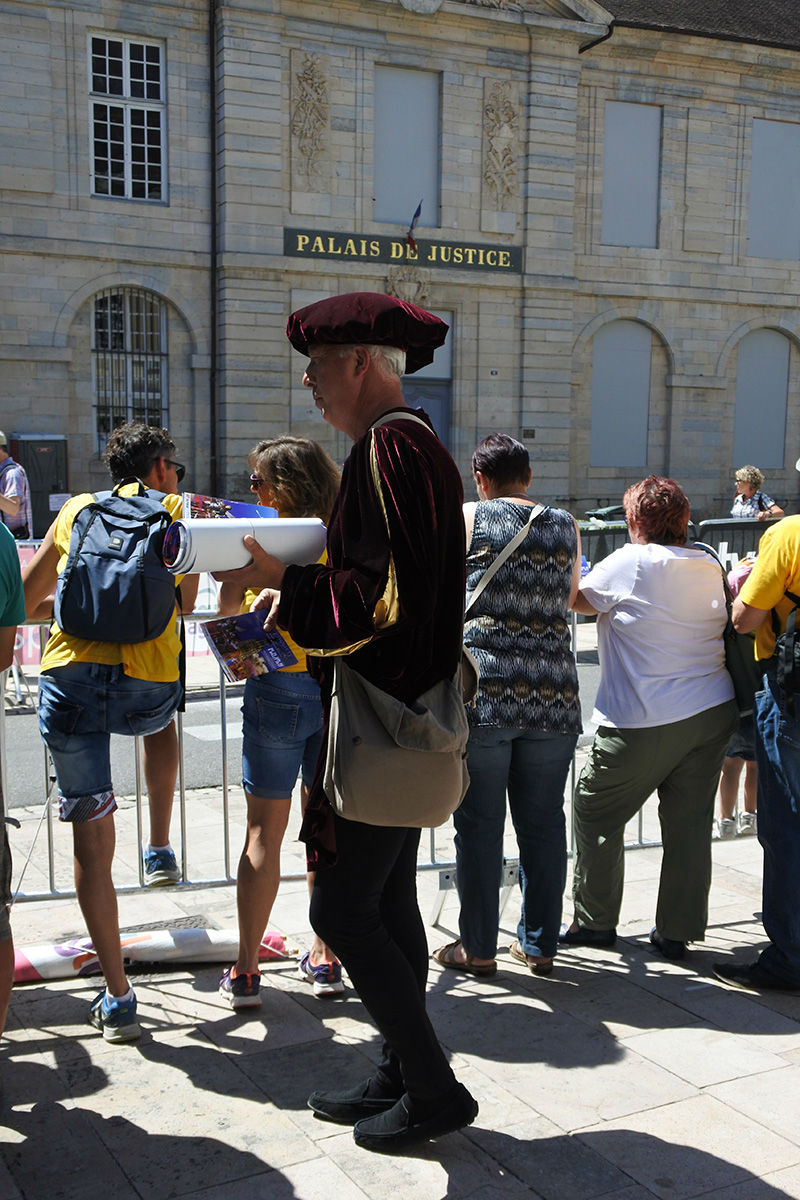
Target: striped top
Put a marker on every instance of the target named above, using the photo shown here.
(519, 628)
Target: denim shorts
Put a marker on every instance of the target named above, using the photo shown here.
(282, 731)
(743, 743)
(79, 707)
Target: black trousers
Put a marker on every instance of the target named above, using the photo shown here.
(366, 909)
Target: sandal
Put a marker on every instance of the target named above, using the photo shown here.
(445, 958)
(535, 965)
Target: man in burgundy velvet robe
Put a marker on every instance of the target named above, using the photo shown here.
(394, 601)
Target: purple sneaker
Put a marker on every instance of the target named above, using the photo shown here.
(326, 977)
(241, 990)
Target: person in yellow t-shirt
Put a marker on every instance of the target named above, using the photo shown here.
(91, 689)
(764, 605)
(282, 731)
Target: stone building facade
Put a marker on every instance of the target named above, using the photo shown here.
(608, 222)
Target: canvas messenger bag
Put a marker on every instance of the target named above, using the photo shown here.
(390, 762)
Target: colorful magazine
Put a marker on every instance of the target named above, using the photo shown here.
(242, 649)
(196, 507)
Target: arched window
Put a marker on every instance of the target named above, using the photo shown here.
(762, 390)
(620, 395)
(128, 359)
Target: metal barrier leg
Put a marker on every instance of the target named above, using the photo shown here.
(507, 881)
(446, 883)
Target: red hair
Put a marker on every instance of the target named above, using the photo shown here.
(659, 507)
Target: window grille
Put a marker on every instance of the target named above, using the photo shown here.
(128, 359)
(128, 135)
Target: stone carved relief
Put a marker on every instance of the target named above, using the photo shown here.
(310, 115)
(500, 147)
(408, 283)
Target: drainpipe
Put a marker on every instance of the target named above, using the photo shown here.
(214, 437)
(597, 41)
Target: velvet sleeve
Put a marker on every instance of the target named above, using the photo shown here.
(338, 606)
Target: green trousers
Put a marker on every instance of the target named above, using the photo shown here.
(681, 762)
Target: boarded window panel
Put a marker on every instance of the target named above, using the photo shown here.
(405, 145)
(620, 395)
(774, 229)
(762, 387)
(631, 160)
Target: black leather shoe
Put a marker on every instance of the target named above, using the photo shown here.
(397, 1128)
(583, 936)
(668, 947)
(347, 1108)
(751, 977)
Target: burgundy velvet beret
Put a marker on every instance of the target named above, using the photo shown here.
(364, 318)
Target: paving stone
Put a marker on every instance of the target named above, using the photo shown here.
(690, 1147)
(704, 1056)
(771, 1098)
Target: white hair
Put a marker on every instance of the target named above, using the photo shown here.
(390, 360)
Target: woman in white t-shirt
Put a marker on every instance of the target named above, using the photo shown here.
(665, 712)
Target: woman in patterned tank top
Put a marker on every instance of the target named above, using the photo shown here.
(527, 718)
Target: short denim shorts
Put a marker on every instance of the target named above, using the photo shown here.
(79, 707)
(282, 732)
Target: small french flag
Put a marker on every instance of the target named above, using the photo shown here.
(409, 235)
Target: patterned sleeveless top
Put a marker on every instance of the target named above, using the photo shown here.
(519, 628)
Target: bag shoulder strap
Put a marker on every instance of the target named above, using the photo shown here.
(507, 550)
(728, 593)
(401, 417)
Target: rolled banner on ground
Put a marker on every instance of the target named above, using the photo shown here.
(65, 960)
(198, 545)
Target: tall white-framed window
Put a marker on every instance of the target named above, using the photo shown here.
(631, 174)
(130, 361)
(620, 395)
(127, 118)
(774, 222)
(762, 399)
(405, 145)
(431, 387)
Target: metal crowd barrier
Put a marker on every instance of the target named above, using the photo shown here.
(733, 539)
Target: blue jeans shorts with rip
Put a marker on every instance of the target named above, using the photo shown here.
(79, 707)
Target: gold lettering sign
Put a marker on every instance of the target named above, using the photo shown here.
(314, 244)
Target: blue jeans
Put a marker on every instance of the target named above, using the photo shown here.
(282, 731)
(531, 767)
(79, 707)
(777, 753)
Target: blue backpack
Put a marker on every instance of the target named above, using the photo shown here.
(114, 586)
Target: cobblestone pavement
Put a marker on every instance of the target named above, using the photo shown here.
(620, 1075)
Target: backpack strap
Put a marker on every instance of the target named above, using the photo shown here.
(507, 550)
(152, 493)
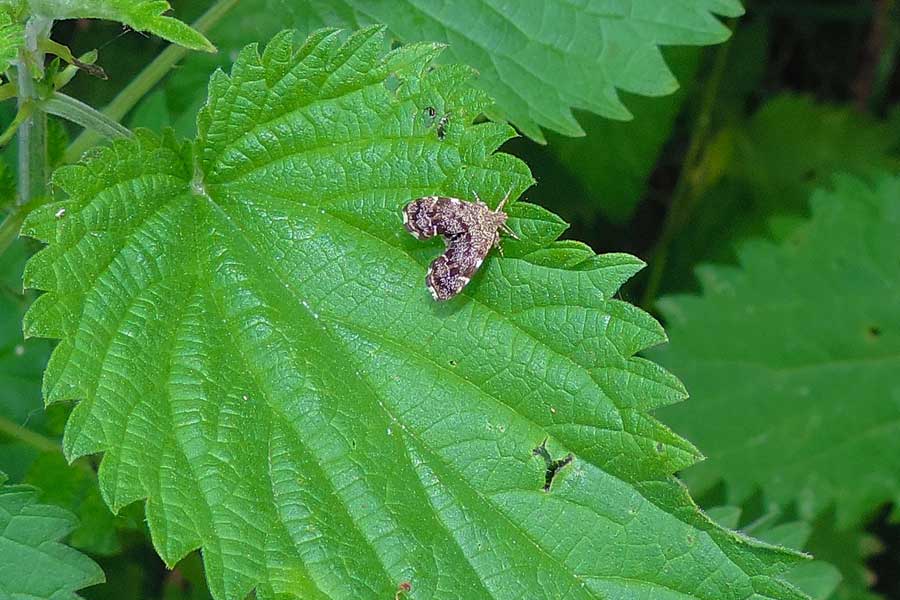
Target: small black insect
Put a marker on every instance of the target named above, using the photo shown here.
(469, 229)
(442, 126)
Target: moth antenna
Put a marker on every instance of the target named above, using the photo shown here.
(504, 201)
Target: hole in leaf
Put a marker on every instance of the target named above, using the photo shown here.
(553, 465)
(402, 590)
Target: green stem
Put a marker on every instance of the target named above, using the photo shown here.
(26, 436)
(148, 78)
(684, 197)
(88, 117)
(34, 171)
(22, 115)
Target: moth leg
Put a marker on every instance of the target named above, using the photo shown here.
(504, 201)
(509, 232)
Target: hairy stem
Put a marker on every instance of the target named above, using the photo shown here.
(26, 436)
(684, 197)
(78, 112)
(148, 78)
(32, 133)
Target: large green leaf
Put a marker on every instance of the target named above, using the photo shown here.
(538, 59)
(21, 364)
(792, 360)
(818, 578)
(541, 58)
(142, 15)
(245, 323)
(33, 562)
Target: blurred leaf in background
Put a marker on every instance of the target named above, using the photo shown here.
(759, 175)
(792, 360)
(34, 564)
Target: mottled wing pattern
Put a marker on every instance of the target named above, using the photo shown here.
(469, 230)
(436, 215)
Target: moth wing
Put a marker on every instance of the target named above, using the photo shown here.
(452, 271)
(421, 217)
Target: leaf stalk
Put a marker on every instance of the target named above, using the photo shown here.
(152, 74)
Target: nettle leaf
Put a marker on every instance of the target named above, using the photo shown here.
(245, 323)
(772, 164)
(33, 562)
(532, 57)
(21, 364)
(817, 578)
(849, 550)
(802, 388)
(142, 15)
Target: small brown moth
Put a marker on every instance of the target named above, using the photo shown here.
(469, 229)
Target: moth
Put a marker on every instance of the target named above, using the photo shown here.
(442, 126)
(469, 229)
(431, 114)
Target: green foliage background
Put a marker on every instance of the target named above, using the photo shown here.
(762, 194)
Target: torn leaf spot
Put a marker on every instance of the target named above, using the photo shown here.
(553, 466)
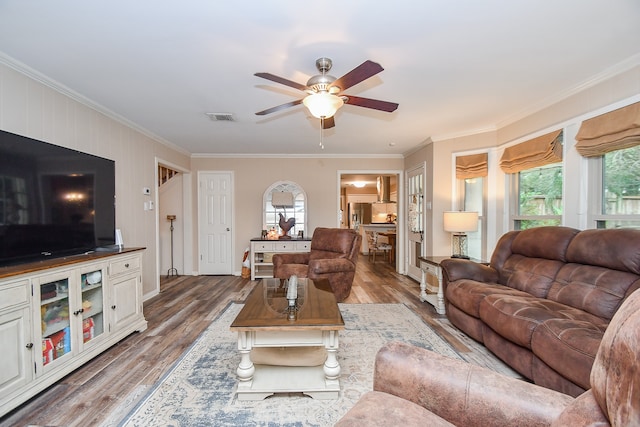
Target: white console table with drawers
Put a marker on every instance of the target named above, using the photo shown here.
(262, 251)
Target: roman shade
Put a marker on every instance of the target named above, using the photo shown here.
(540, 151)
(472, 166)
(608, 132)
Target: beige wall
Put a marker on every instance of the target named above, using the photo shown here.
(252, 176)
(32, 109)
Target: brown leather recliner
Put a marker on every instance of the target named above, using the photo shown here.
(333, 256)
(413, 386)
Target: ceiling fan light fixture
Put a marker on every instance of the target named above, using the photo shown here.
(323, 104)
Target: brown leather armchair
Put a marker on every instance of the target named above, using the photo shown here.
(413, 386)
(333, 256)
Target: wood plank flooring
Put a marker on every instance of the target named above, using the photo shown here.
(185, 306)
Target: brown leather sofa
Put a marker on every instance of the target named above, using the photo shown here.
(416, 387)
(333, 256)
(546, 299)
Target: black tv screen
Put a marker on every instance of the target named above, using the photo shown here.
(54, 201)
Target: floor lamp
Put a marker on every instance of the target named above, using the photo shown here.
(172, 270)
(458, 223)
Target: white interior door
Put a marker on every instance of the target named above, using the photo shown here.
(215, 222)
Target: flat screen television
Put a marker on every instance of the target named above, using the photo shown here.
(54, 201)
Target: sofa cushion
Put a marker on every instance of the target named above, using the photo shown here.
(516, 317)
(597, 290)
(569, 346)
(376, 408)
(467, 294)
(544, 242)
(616, 249)
(532, 275)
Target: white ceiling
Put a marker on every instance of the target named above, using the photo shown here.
(455, 67)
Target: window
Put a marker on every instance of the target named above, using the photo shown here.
(471, 178)
(472, 192)
(271, 215)
(536, 181)
(620, 203)
(538, 197)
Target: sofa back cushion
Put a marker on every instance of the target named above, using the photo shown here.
(603, 269)
(329, 243)
(529, 260)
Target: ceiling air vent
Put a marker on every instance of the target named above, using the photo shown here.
(220, 117)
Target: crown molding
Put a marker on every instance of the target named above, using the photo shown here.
(609, 73)
(294, 156)
(70, 93)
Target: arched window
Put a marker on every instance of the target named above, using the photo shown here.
(296, 209)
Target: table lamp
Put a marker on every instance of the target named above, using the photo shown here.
(458, 223)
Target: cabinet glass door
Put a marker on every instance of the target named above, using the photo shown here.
(93, 318)
(56, 328)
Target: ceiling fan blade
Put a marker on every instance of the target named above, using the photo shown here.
(281, 80)
(328, 123)
(279, 107)
(360, 73)
(371, 103)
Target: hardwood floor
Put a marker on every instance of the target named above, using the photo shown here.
(185, 306)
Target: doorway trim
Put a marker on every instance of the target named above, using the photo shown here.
(401, 262)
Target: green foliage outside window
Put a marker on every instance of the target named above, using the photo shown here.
(541, 191)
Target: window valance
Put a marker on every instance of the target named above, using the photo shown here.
(612, 131)
(540, 151)
(472, 166)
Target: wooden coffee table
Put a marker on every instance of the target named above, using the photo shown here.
(264, 322)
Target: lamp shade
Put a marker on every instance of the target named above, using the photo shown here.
(460, 221)
(323, 104)
(282, 199)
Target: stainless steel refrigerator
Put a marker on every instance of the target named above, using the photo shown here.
(359, 213)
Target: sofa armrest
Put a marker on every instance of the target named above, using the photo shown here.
(327, 266)
(292, 258)
(463, 393)
(455, 269)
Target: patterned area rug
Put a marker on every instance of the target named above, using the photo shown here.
(199, 390)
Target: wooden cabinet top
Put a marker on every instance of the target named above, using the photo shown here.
(16, 270)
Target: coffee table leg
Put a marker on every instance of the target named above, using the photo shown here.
(245, 369)
(331, 365)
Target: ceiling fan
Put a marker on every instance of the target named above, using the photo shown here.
(325, 92)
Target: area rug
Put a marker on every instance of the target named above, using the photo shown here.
(199, 389)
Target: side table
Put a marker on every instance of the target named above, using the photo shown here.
(431, 265)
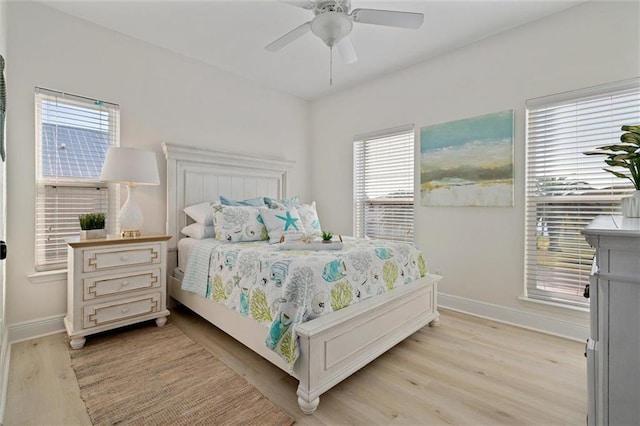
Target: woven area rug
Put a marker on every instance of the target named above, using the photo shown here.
(158, 376)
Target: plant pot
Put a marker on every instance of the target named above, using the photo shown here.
(92, 234)
(631, 205)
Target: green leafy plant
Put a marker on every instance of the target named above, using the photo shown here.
(90, 221)
(625, 155)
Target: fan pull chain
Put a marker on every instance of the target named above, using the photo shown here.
(330, 65)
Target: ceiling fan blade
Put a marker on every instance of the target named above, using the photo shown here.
(305, 4)
(289, 37)
(390, 18)
(346, 50)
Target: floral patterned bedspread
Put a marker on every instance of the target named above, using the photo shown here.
(282, 288)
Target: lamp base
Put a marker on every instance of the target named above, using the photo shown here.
(130, 234)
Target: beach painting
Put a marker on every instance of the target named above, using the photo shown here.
(468, 162)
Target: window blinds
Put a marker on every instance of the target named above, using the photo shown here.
(72, 137)
(566, 189)
(383, 184)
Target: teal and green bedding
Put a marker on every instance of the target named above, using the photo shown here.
(283, 288)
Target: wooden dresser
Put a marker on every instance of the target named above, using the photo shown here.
(613, 349)
(114, 282)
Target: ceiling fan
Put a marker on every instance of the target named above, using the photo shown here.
(333, 22)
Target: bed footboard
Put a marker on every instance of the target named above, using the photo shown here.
(335, 346)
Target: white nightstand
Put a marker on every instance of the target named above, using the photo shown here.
(114, 282)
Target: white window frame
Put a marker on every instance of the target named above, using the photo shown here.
(566, 189)
(60, 197)
(384, 185)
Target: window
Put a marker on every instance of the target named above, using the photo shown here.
(72, 137)
(566, 189)
(383, 167)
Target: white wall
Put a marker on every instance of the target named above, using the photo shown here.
(479, 250)
(163, 97)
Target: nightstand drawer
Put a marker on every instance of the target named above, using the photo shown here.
(101, 259)
(109, 285)
(95, 315)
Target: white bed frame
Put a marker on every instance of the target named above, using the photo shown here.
(332, 347)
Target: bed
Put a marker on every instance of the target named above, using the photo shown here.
(331, 347)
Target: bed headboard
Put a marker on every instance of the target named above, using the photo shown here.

**DIRECTIONS:**
Repeat the lines from the one containing "Target: white nightstand" through the end of the listing, exactly and without any other lines; both ends are included.

**OUTPUT FOR THIS TASK:**
Target: white nightstand
Put a marker on every instance of the target named above, using the photo shown here.
(114, 282)
Target: white window frame
Put a marker on every instance of the target named above, using the photo shown here.
(566, 189)
(60, 197)
(384, 185)
Target: window
Put a marker on every instance of the target named above, using the photo shown here.
(72, 137)
(566, 189)
(383, 167)
Target: white wall
Put a marker on every instance of the target named above, using the photo shown here.
(479, 250)
(163, 97)
Target: nightstand drawer
Put a marker on every instance of the target named above, using the photo shown here.
(101, 259)
(109, 285)
(95, 315)
Target: white bed frame
Put a marker on every instance of the target named above, using the photo shown here.
(332, 347)
Target: bed
Put a marker on every instance of the target named above, using the photo shown here.
(331, 347)
Target: bed headboard
Put a marker on every instance of the target named above, using the photo shown here.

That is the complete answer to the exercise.